■ PROVIDED ENTRIES:
* start *
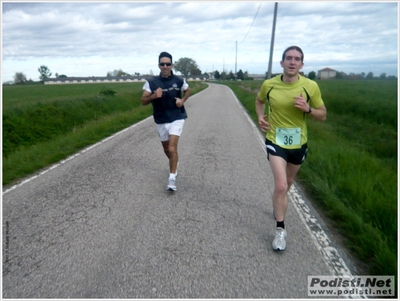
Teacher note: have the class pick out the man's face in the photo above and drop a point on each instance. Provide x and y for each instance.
(292, 63)
(165, 66)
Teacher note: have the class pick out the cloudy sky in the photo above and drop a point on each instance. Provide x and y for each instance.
(93, 38)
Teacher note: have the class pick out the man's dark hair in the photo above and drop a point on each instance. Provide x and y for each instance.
(164, 54)
(293, 48)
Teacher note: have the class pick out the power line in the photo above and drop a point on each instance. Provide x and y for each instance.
(251, 23)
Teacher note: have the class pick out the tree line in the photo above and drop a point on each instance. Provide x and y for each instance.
(188, 67)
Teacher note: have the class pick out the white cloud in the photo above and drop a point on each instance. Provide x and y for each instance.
(92, 38)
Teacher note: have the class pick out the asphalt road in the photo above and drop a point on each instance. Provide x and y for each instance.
(101, 225)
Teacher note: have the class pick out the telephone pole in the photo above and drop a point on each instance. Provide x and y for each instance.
(236, 63)
(272, 42)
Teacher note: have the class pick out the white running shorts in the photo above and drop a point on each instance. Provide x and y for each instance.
(167, 129)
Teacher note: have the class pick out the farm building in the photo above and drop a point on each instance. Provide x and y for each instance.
(326, 73)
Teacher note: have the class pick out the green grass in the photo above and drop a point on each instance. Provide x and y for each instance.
(45, 124)
(351, 170)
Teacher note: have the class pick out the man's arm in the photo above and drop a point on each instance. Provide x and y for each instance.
(181, 101)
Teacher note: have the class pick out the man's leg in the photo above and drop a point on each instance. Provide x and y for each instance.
(173, 153)
(165, 145)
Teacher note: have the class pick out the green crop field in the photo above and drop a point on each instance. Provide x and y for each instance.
(350, 173)
(44, 124)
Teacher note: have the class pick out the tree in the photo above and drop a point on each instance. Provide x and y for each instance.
(19, 78)
(187, 66)
(44, 72)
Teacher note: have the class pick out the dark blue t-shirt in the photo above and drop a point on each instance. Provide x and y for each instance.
(164, 108)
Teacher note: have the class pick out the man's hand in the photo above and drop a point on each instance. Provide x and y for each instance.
(158, 93)
(179, 102)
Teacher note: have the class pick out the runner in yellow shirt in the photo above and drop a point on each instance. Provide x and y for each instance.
(290, 99)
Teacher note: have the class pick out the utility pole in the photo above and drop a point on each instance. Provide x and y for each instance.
(236, 63)
(271, 51)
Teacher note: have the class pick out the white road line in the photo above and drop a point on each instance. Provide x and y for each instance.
(331, 256)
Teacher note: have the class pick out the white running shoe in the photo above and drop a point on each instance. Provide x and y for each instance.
(171, 184)
(279, 243)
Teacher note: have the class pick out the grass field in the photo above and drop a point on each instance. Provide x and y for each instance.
(351, 170)
(44, 124)
(350, 173)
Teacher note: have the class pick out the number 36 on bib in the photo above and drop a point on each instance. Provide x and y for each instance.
(288, 137)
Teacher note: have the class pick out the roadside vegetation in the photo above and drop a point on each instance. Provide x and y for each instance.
(44, 124)
(350, 173)
(351, 170)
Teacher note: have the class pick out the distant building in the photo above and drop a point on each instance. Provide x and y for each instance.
(326, 73)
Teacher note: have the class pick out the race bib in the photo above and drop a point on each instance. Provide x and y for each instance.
(288, 137)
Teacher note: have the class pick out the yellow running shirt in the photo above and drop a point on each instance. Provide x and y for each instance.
(288, 125)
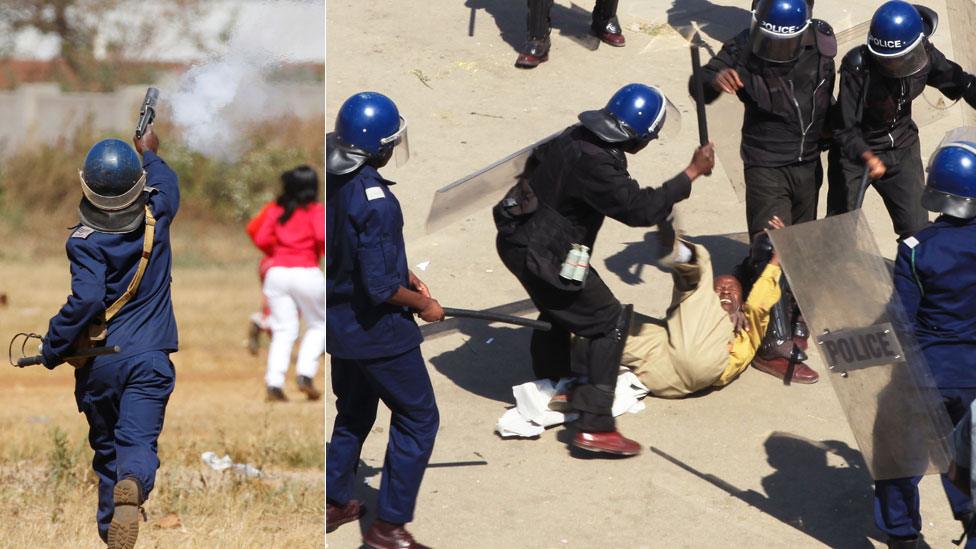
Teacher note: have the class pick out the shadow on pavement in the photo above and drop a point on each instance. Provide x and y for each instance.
(719, 22)
(510, 15)
(727, 250)
(830, 502)
(490, 362)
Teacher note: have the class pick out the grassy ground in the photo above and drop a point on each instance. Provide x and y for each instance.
(47, 490)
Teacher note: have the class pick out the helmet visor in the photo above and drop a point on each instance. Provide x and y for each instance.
(400, 143)
(776, 47)
(904, 63)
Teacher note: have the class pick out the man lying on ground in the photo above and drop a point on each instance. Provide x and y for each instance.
(709, 335)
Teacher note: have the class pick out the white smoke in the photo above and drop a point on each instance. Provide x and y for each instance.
(214, 102)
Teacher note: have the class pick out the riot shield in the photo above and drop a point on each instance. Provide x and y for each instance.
(961, 14)
(479, 190)
(876, 369)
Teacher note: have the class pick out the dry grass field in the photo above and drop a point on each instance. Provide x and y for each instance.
(47, 490)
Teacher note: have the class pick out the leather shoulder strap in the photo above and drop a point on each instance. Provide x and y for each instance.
(147, 242)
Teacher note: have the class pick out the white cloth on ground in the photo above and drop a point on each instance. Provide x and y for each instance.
(531, 414)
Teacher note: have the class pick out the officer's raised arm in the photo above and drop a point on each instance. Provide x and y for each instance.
(159, 175)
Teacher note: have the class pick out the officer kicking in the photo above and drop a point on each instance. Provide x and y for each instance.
(371, 334)
(574, 182)
(782, 70)
(935, 277)
(875, 130)
(120, 259)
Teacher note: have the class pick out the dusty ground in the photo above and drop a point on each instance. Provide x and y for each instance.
(778, 465)
(47, 492)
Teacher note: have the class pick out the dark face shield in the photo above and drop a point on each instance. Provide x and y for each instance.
(400, 144)
(776, 47)
(905, 63)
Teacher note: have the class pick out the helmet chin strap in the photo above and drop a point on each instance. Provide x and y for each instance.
(113, 203)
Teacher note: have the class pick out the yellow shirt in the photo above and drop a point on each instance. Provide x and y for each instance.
(743, 346)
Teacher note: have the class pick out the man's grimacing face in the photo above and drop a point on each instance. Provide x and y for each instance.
(729, 292)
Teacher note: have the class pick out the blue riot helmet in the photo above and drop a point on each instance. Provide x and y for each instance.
(113, 178)
(778, 29)
(636, 112)
(896, 39)
(368, 126)
(951, 185)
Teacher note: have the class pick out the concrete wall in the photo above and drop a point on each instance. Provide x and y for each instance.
(42, 113)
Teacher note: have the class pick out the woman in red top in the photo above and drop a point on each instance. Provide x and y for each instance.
(292, 235)
(260, 319)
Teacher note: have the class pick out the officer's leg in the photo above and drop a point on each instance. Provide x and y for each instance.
(767, 195)
(284, 325)
(550, 351)
(309, 299)
(896, 507)
(147, 386)
(404, 386)
(356, 403)
(957, 402)
(837, 201)
(99, 402)
(805, 180)
(538, 23)
(596, 315)
(849, 174)
(901, 189)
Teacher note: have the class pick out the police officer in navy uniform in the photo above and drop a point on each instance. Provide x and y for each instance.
(782, 70)
(122, 395)
(874, 127)
(575, 181)
(935, 277)
(372, 338)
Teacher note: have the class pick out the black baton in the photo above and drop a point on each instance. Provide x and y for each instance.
(699, 90)
(97, 351)
(497, 317)
(865, 181)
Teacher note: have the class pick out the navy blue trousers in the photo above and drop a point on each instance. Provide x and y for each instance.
(124, 402)
(402, 383)
(896, 501)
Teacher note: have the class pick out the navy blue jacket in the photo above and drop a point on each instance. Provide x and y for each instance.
(103, 264)
(366, 262)
(935, 277)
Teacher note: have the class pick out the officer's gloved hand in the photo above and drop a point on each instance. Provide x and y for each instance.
(148, 141)
(49, 362)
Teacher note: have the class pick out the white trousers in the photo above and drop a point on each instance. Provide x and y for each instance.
(291, 290)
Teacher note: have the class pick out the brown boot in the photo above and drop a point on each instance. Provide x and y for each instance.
(386, 535)
(337, 515)
(306, 386)
(124, 529)
(610, 442)
(778, 366)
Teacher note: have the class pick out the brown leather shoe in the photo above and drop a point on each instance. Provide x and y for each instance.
(778, 366)
(386, 535)
(610, 33)
(536, 51)
(611, 442)
(306, 386)
(337, 515)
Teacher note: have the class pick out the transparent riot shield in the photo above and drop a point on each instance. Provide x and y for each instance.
(961, 14)
(479, 190)
(846, 294)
* end *
■ WHAT THE TASK ASKS: Every line from the line containing "Teacher note: have the class pick out the officer's leg" to the last line of the material above must be repeated exactly, and no other line.

■ RESPONSE TO THE TASK:
Teacher note: have the class pick out the officer's leg in the photo above and drop a point on each instance. Provide x and y for each instance.
(767, 195)
(284, 325)
(550, 351)
(309, 299)
(896, 507)
(147, 386)
(404, 386)
(356, 403)
(957, 402)
(837, 201)
(99, 402)
(805, 180)
(538, 23)
(596, 315)
(849, 174)
(901, 189)
Teacher note: have the class pick out the police officer in navy uniform in the photo above and drop a point on each instance. Provide x and y for each instance.
(782, 70)
(122, 395)
(874, 127)
(575, 181)
(935, 277)
(372, 338)
Teacher note: have the class pick out the black baton in the photo above and drop a point on each instance. Provide x and y for each instance.
(699, 90)
(97, 351)
(497, 317)
(865, 181)
Teacher note: have the class pick out the navy blue trousers in the photo above and drop a point on each instance. Provide x and y for each instance.
(124, 402)
(402, 383)
(896, 501)
Teacher note: have the class pick out the navy blue jacket in the photo above and drop a point on each instance. Provide x and y for each instance.
(103, 264)
(366, 262)
(935, 277)
Teacher note: have the class pick out the officer's gloved hand in the photo above and drop a point on each instance. Provide x and y for each instance.
(148, 141)
(49, 362)
Teacher note: have the class pick out the white trousers in the photo above and drop a point on each instance. Provide x and y for each instance.
(291, 290)
Teacher note: have the class pick out the brown boot in the photo above and drop a point on each instance. Provide x and y for each instance.
(386, 535)
(337, 515)
(306, 386)
(124, 529)
(610, 442)
(778, 366)
Teacher note: have the class pick out the brown leather shoe in the photo above and drop a point on each instance. Provide x and y for each instance.
(778, 366)
(386, 535)
(610, 33)
(536, 51)
(611, 442)
(306, 386)
(337, 515)
Teacher note: have the class pick out the transparent riot shield in the photo above and drop a point on each instance. Provide x and y for each instance.
(961, 14)
(479, 190)
(846, 294)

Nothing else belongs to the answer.